(Recorded data Opens)

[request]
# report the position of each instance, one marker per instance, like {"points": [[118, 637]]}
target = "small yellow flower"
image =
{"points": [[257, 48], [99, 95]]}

(Recorded data Closes)

Assigned task:
Line by line, copy the entries above exactly as they appear.

Output for this exercise:
[request]
# report the position of each instance, one marker per instance, like {"points": [[118, 637]]}
target = "small yellow flower"
image =
{"points": [[257, 48], [99, 95]]}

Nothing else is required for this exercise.